Your instructions: Could you copy out, word for word, the whole text below about where the medalists should fall on the principal components?

Text under study:
--------------------------------------------------
We would expect the medalists to be in quadrant 2. We can see for starters that PC2 had very few negative loadings. The only 3 negative loadings are small in absolute value compared to the other loadings. That means that the negative loadings will not contribute much to PC2. This tells us that someone who did well in a lot of events (like a medalist) would have a high PC2. The average loading value for PC1 is much close to 0, then the average loading value for PC2. Of the 10 loadings for PC2, 4 of them are negative and 6 are positive, however, 2 of the positive ones are very close to 0. So, we would expect the medalists to be around the x = 0 line, since high scores in each event would balacne each other out. Notably, each medalist perforemd very well in long jump, which is one of the largest negative components, so that is why I say they will be in quadrant 2.

D)
--------------------------------------------------
(Collected data)
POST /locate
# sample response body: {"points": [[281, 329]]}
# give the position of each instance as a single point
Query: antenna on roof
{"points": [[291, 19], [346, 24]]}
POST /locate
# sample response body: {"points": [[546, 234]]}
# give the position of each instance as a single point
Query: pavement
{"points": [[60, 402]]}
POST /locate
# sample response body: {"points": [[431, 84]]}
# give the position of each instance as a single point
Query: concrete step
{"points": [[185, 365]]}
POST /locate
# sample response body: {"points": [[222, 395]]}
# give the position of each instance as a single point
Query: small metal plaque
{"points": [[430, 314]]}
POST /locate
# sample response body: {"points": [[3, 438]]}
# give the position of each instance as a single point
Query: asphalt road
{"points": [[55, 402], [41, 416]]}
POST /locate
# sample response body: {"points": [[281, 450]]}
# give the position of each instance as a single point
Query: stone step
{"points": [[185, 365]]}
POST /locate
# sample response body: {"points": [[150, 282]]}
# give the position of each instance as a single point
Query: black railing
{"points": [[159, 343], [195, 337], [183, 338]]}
--------------------------------------------------
Response area:
We would expect the medalists to be in quadrant 2. We can see for starters that PC2 had very few negative loadings. The only 3 negative loadings are small in absolute value compared to the other loadings. That means that the negative loadings will not contribute much to PC2. This tells us that someone who did well in a lot of events (like a medalist) would have a high PC2. The average loading value for PC1 is much close to 0, then the average loading value for PC2. Of the 10 loadings for PC2, 4 of them are negative and 6 are positive, however, 2 of the positive ones are very close to 0. So, we would expect the medalists to be around the x = 0 line, since high scores in each event would balacne each other out. Notably, each medalist perforemd very well in long jump, which is one of the largest negative components, so that is why I say they will be in quadrant 2.

D)